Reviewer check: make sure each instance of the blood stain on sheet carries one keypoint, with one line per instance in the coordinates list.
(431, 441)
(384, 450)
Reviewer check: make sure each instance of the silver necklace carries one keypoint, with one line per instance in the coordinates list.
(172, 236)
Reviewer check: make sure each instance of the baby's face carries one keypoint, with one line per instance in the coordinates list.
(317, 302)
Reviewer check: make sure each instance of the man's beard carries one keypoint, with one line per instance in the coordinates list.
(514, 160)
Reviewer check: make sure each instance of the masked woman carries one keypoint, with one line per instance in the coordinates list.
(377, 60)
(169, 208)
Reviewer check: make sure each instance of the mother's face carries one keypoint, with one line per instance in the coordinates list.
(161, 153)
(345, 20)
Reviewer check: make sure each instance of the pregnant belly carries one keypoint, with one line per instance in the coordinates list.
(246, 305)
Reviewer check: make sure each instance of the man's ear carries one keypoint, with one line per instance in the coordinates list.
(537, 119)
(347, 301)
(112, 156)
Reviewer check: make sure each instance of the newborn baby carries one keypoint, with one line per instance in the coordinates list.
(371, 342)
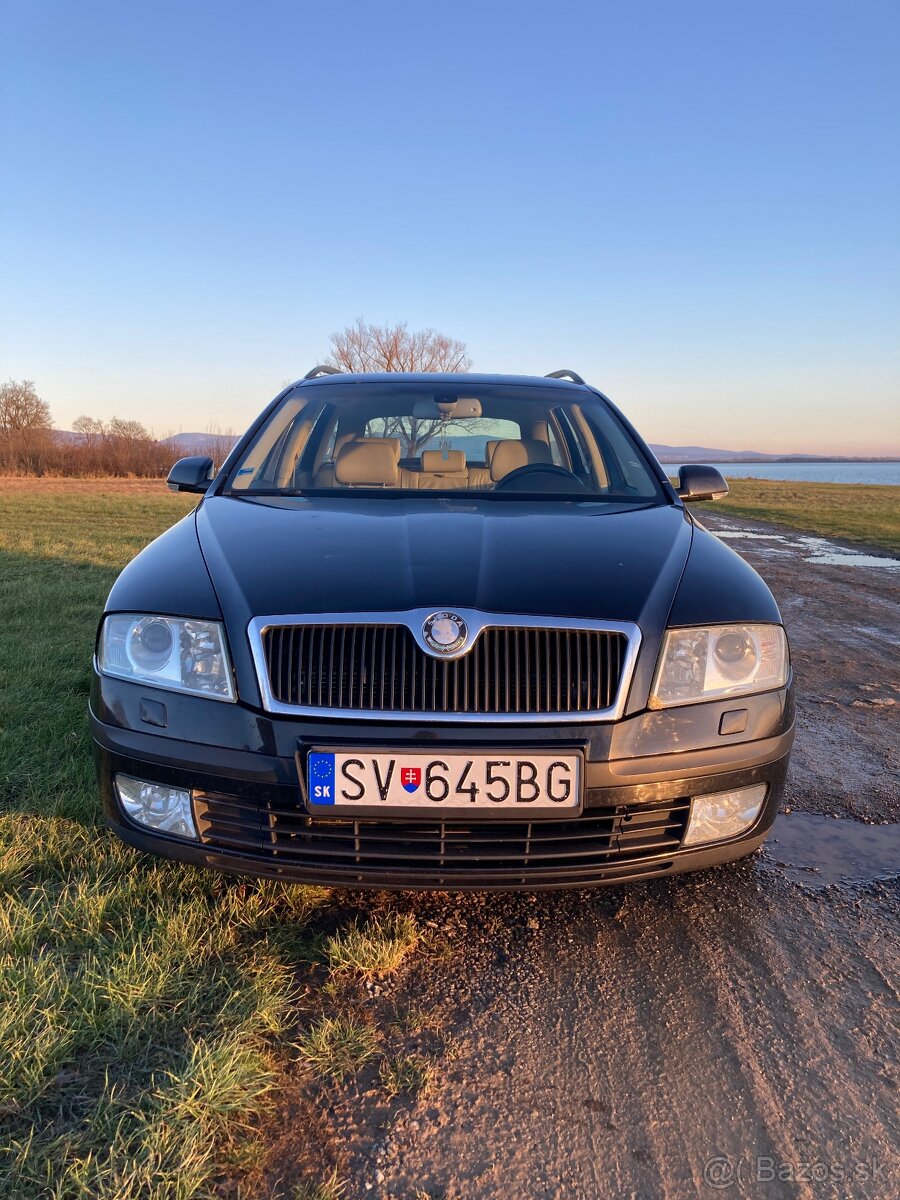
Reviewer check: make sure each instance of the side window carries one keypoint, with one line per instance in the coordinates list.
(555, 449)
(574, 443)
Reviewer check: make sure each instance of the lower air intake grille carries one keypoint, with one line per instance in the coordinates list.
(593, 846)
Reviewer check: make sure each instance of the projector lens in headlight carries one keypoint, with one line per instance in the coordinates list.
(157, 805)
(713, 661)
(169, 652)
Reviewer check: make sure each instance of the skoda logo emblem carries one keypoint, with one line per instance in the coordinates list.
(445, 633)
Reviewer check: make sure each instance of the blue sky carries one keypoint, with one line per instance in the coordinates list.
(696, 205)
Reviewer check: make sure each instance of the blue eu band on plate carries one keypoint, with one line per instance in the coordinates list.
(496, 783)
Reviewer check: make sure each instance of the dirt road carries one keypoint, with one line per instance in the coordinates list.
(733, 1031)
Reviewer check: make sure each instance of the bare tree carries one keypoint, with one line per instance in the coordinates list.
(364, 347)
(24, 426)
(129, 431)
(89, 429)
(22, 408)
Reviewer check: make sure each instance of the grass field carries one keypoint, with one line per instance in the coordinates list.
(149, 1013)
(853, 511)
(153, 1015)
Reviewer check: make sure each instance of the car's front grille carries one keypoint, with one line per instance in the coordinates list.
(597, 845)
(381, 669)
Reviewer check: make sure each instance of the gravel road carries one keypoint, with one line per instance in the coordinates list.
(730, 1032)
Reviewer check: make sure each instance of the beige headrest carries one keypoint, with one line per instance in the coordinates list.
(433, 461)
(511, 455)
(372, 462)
--
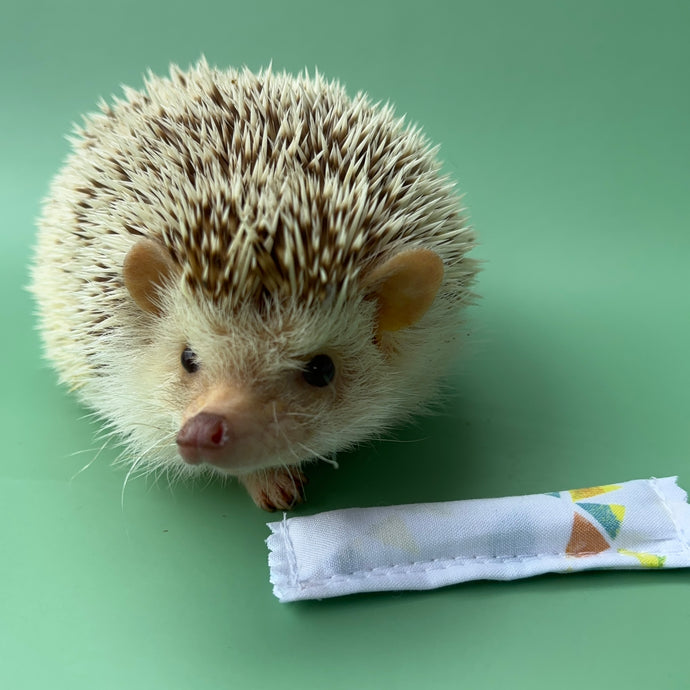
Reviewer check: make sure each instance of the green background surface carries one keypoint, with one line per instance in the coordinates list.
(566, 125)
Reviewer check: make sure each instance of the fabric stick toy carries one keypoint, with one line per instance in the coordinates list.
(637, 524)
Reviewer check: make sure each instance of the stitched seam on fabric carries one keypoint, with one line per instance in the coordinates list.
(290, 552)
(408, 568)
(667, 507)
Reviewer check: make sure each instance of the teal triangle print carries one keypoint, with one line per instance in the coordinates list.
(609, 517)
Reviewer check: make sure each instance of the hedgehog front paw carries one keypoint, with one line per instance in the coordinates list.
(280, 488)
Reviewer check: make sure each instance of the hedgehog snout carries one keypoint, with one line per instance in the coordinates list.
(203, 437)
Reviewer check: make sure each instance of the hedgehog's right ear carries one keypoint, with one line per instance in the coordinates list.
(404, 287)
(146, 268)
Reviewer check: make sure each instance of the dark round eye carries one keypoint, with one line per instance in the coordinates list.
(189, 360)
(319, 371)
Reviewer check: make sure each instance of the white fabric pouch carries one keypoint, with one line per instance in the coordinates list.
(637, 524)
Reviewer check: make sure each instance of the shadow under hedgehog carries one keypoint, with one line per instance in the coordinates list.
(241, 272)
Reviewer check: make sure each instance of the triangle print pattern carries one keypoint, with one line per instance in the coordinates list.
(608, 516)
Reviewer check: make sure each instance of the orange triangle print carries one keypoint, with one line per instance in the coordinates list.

INSTRUCTION: Which lines in the listing above contain the string "fabric", with case counting? Copy out each of them in full.

RIGHT ANSWER:
Reviewer check: make sure each instance of the fabric stick toy carries one keypoint, with one line per instance in the coordinates list.
Reviewer check: make sure each instance of the stitched seam on fabric carries one keypoint, with one line per instance in the coordinates list.
Reviewer check: make sure each instance of the white fabric pouch carries one keypoint, with one line per instance in the coordinates list.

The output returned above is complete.